GOAL: Would you retype all of these records exactly?

INPUT MATERIAL:

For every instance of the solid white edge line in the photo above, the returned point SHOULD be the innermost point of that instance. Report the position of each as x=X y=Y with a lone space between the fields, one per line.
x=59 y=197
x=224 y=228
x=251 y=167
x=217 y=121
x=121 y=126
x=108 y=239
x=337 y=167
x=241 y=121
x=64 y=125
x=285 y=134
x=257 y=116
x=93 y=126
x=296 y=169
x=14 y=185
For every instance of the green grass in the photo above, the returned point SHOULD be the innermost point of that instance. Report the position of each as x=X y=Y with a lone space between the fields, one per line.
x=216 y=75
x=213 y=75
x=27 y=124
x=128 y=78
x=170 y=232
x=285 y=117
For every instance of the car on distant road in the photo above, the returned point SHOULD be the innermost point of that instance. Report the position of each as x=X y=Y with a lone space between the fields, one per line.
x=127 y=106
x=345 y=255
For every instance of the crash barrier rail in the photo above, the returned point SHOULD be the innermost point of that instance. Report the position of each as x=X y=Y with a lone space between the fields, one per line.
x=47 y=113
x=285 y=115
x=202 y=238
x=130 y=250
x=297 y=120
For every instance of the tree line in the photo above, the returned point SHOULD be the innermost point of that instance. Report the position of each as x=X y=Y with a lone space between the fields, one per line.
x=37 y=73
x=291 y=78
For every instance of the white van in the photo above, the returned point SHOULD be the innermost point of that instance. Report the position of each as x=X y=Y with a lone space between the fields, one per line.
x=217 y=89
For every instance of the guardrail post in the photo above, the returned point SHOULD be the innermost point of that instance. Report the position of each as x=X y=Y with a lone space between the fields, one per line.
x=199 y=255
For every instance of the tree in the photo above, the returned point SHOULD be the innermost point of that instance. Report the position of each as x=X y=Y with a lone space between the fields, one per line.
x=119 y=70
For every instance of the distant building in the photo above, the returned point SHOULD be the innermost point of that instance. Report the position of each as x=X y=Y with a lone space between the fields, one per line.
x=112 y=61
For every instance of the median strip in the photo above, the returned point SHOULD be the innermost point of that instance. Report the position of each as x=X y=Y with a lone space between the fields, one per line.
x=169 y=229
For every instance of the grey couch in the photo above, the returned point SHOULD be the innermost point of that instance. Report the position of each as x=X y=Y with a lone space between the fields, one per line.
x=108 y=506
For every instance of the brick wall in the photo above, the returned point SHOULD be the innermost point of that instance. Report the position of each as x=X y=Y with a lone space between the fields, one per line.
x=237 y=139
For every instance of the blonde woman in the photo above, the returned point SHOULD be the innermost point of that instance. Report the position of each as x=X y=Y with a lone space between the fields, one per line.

EXPECTED ANSWER:
For every instance of the solid white edge line in the photo above, the returned point SHOULD be the innermost point of that instance. Report the position of each as x=X y=Y with a lone space between the fields, one per line.
x=59 y=197
x=224 y=228
x=251 y=167
x=217 y=121
x=121 y=126
x=108 y=239
x=337 y=167
x=241 y=121
x=64 y=125
x=285 y=134
x=257 y=116
x=93 y=126
x=296 y=169
x=14 y=185
For every instance of the green grass in the photo above, the returned point SHOULD be the innermost point of that instance. Report the position of each as x=X y=Y with a lone space between the fields, one per line.
x=216 y=75
x=213 y=75
x=27 y=124
x=128 y=78
x=170 y=232
x=285 y=117
For every instance of the car on distant road in the photo above, the returned point SHOULD be the innermost point of that instance. Report the position of each as x=X y=Y with a lone space between the fields, one per line.
x=127 y=106
x=345 y=255
For every instance of the crash barrier rail in the photo above, the returned point SHOULD be the innermost point of that instance. Report the position of each as x=X y=Y with a lone space between the fields, one per line.
x=47 y=113
x=285 y=115
x=202 y=238
x=130 y=250
x=297 y=120
For every instance of the tree line in the photo above, the returned point SHOULD be the innermost point of that instance. Report the position of each as x=X y=Y with a lone space between the fields, one per line.
x=37 y=73
x=291 y=78
For every instance of the white van in the photo above, the returned point SHOULD be the innermost point of that instance. Report the position of each as x=X y=Y with a lone space between the fields, one per line.
x=217 y=89
For every instance of the guardrail post in the photo above, the returned point SHOULD be the innermost point of that instance. Report the position of each as x=X y=Y with a lone space between the fields, one per line.
x=199 y=255
For every instance of the tree in the photo above, the returned point SHOULD be the innermost point of that instance. Report the position of each as x=X y=Y with a lone space between the fields, one per line.
x=119 y=70
For every instance of the distant building in the photo above, the returned point SHOULD be the innermost point of that instance. Report the position of each as x=X y=Y with a lone space between the fields, one per line.
x=112 y=61
For every instance of the median strip in the photo above, the returned point SHOULD be the innermost point of that instance. Report the position of each as x=X y=Y with a lone space between the fields, one per line.
x=169 y=229
For every instance of the grey couch in the photo above, the returned point SHOULD be the innermost point of that instance. Report the position of each as x=X y=Y with a lone space between the fields, one per line.
x=108 y=506
For every instance of the brick wall in the photo above, the returned point SHOULD be the innermost point of that instance. Report the position of each as x=X y=Y with a lone space between the fields, one per line.
x=237 y=139
For every instance of the blonde woman in the photo above, the returned point SHOULD be the innermost point of that instance. Report the position of each as x=X y=Y with a lone space between the fields, one per line.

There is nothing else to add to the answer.